→ Supplied entries:
======

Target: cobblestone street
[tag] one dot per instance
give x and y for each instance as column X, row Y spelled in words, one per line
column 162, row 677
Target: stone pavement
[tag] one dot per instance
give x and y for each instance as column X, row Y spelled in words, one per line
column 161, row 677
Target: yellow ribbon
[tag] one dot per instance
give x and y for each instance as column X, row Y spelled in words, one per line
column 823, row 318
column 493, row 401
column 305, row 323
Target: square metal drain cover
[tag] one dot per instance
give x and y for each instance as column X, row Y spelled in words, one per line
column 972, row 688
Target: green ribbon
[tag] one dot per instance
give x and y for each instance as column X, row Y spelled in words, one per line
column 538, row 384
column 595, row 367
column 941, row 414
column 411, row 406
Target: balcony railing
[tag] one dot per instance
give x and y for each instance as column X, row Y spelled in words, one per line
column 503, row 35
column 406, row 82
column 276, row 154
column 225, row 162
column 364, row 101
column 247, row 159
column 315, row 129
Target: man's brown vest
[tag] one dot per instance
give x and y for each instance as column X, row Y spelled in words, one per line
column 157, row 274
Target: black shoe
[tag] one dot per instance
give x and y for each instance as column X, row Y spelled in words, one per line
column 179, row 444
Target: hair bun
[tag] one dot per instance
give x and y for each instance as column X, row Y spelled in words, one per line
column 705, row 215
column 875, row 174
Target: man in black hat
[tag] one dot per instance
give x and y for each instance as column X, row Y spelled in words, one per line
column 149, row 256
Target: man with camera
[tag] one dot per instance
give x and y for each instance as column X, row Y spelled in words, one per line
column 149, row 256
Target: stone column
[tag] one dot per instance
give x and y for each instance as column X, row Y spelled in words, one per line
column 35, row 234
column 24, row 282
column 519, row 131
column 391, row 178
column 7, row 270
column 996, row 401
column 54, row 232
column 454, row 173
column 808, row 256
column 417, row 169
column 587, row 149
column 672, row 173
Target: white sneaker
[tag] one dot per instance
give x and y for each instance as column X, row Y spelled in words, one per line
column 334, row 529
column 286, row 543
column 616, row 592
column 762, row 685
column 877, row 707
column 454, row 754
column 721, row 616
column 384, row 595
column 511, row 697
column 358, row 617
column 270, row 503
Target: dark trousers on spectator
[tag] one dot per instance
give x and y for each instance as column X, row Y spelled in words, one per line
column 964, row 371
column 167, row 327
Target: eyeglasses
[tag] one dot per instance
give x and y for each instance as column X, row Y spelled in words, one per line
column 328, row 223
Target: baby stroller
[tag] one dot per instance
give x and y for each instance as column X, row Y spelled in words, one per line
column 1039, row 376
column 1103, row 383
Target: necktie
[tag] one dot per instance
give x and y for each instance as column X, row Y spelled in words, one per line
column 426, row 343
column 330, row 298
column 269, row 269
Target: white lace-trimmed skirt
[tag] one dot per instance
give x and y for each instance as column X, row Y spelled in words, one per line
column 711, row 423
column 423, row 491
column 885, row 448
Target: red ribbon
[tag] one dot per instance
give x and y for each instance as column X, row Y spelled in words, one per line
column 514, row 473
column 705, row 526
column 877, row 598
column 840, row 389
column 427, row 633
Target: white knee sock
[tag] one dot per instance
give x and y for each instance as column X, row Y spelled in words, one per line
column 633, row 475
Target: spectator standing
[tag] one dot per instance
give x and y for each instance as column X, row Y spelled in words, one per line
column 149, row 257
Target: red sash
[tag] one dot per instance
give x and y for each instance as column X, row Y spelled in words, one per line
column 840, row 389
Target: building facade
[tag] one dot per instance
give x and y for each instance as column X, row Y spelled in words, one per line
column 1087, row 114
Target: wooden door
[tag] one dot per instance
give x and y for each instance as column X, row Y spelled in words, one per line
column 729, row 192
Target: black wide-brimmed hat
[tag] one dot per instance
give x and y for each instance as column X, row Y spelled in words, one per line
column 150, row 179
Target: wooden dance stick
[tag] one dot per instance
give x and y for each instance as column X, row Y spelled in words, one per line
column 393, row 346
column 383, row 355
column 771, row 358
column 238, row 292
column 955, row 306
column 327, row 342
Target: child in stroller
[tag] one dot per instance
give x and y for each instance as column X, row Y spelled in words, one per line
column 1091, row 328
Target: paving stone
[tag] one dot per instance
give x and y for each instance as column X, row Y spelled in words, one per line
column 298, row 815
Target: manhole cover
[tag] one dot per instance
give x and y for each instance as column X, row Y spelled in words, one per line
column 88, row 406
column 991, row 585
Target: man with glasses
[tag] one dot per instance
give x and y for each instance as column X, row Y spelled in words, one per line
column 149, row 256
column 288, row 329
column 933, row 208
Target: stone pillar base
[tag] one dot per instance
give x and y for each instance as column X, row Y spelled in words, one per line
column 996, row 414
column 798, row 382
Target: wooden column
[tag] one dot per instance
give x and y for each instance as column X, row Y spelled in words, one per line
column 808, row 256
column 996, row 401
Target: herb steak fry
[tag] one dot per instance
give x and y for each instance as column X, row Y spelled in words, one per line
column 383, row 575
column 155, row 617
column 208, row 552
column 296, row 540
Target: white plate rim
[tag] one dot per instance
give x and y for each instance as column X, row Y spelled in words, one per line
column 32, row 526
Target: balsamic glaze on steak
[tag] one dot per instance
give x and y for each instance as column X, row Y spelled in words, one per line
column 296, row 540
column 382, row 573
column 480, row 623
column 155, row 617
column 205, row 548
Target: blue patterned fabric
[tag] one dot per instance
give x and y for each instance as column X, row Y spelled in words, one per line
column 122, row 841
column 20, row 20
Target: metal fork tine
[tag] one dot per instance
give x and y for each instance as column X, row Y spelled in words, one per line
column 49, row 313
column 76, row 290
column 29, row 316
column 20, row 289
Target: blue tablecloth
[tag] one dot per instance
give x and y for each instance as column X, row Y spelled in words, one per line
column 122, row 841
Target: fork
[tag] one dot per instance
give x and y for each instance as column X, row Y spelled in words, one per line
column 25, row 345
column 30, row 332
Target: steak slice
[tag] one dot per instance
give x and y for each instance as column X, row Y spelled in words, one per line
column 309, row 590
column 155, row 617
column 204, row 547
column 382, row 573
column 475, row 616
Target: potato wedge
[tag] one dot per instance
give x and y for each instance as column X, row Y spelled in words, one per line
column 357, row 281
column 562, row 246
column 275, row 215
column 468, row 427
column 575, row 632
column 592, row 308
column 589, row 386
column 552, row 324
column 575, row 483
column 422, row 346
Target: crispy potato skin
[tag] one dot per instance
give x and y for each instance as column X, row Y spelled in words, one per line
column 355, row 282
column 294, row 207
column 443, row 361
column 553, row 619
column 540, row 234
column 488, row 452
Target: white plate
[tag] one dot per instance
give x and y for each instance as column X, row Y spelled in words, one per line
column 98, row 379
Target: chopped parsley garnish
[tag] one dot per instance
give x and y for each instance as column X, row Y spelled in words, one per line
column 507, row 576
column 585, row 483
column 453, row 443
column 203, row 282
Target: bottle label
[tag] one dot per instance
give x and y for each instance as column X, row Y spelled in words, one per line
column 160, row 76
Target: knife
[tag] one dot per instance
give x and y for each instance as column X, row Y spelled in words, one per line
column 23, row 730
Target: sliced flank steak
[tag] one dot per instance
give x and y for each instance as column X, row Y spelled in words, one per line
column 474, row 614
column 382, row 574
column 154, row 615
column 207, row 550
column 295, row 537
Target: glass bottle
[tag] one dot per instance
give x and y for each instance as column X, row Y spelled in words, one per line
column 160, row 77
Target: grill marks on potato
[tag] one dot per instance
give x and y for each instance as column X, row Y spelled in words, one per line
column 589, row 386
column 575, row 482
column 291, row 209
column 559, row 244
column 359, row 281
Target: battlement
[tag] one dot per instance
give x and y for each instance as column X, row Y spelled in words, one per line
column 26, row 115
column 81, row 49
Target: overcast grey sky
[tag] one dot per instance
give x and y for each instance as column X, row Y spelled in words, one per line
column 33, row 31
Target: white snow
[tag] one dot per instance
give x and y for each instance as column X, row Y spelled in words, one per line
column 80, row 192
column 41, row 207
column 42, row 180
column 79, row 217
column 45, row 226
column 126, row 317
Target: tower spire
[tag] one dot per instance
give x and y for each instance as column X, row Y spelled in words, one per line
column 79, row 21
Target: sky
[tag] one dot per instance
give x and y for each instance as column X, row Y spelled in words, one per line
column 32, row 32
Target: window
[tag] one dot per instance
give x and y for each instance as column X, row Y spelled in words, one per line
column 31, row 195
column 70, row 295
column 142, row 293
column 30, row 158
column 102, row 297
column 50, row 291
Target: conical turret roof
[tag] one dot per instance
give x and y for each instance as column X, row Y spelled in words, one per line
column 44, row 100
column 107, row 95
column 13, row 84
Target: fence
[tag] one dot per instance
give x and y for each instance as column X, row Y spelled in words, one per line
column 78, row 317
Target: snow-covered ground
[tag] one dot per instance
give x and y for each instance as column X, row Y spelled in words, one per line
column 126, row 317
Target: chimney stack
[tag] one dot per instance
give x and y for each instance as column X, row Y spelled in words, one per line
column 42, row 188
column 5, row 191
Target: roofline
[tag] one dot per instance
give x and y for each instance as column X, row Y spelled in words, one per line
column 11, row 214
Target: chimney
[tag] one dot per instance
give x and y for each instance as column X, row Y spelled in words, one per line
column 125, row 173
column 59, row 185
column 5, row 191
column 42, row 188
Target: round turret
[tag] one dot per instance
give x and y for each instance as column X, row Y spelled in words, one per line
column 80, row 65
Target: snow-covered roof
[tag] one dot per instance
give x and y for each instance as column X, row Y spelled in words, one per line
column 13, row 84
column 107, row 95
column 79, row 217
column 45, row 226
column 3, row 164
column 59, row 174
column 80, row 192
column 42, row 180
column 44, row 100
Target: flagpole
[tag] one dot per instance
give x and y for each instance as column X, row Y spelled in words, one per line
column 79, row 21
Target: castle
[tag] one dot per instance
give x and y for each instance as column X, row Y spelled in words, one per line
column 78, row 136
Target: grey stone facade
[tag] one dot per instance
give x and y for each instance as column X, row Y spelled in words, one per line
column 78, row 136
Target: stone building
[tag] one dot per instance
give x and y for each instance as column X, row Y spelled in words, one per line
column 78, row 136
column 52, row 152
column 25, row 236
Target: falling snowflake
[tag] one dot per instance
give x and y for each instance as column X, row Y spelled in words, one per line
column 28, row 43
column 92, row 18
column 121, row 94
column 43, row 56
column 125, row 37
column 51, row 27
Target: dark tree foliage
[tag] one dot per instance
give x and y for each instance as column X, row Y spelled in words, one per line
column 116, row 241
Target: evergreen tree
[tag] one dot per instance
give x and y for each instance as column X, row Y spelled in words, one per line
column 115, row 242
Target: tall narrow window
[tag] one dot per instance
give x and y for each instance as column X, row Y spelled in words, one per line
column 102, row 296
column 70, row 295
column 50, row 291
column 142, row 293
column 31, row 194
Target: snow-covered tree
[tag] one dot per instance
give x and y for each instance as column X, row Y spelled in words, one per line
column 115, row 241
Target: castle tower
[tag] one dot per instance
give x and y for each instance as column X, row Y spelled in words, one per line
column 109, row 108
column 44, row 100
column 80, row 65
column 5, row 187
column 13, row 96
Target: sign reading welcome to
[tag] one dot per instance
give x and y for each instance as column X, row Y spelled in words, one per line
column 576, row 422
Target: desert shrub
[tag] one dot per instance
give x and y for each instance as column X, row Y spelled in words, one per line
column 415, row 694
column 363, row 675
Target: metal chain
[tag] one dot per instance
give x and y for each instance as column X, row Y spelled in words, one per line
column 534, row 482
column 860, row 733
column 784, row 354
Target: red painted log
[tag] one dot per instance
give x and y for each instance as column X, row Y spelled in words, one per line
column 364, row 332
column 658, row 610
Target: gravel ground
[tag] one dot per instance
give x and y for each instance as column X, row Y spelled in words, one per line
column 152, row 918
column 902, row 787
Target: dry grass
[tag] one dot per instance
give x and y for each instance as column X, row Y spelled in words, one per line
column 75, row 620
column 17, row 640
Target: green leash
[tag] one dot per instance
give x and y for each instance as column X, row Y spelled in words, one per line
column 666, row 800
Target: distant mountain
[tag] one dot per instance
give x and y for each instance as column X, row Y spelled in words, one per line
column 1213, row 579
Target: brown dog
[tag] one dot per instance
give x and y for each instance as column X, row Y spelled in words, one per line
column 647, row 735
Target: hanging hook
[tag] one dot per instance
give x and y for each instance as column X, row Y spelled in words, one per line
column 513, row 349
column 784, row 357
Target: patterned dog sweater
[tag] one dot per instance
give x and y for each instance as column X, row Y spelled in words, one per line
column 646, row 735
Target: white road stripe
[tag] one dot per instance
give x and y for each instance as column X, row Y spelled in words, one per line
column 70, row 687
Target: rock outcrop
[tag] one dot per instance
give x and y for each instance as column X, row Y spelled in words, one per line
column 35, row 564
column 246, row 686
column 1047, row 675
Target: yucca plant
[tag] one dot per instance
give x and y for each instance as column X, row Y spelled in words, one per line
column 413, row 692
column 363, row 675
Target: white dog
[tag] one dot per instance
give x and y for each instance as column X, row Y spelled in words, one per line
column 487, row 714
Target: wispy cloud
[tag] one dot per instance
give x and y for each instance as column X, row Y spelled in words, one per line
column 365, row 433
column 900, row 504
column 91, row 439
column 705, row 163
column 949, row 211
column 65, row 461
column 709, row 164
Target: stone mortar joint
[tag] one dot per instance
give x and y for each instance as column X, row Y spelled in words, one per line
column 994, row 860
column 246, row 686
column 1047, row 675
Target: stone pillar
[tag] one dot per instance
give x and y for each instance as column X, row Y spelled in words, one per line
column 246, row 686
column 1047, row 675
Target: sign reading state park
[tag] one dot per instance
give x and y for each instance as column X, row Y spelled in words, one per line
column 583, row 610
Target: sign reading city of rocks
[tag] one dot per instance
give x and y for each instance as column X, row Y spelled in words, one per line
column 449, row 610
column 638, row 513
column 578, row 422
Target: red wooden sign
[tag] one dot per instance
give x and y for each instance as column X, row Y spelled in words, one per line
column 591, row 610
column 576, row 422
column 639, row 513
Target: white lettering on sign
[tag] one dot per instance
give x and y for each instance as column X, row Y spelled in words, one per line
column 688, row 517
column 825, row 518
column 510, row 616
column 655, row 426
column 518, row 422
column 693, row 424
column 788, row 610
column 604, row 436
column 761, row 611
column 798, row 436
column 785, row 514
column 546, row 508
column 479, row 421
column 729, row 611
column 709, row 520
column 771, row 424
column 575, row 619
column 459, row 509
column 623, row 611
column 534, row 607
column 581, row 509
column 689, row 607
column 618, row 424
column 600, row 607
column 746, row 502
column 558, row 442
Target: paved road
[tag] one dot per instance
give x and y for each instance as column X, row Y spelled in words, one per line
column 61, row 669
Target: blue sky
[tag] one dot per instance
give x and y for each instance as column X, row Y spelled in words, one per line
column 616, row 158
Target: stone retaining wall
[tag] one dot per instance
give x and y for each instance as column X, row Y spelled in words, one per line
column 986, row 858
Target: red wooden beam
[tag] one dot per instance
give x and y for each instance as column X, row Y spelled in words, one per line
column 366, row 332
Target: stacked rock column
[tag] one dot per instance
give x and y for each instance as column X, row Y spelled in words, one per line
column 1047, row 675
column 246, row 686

======

→ Task statement: Can you print, unchanged, the stretch of the items above that opens with the line containing "Target: building facade" and closes with the line containing "column 991, row 585", with both of those lines included?

→ Full answer:
Target: building facade
[tag] one dot per instance
give x and y for each instance as column X, row Y spelled in words, one per line
column 1087, row 114
Target: wooden door
[tag] one dot per instance
give x and y for each instance as column X, row Y spelled in words, one per line
column 729, row 192
Target: black wide-brimmed hat
[tag] one dot per instance
give x and y for each instance as column X, row Y spelled in words, one per line
column 150, row 179
Target: wooden dance stick
[tag] one dot per instance
give x and y for each instance as column X, row Y spelled in words, one per line
column 393, row 346
column 383, row 355
column 771, row 358
column 238, row 292
column 955, row 306
column 327, row 342
Target: child in stroller
[tag] one dot per instance
give x and y for each instance as column X, row Y spelled in words, one per line
column 1091, row 328
Target: paving stone
[tag] one dot per instance
give x and y for each instance as column X, row Y spelled in words, one per line
column 298, row 815
Target: manhole cover
[tag] one dot per instance
give x and y for each instance as column X, row Y spelled in words, one per line
column 88, row 406
column 991, row 585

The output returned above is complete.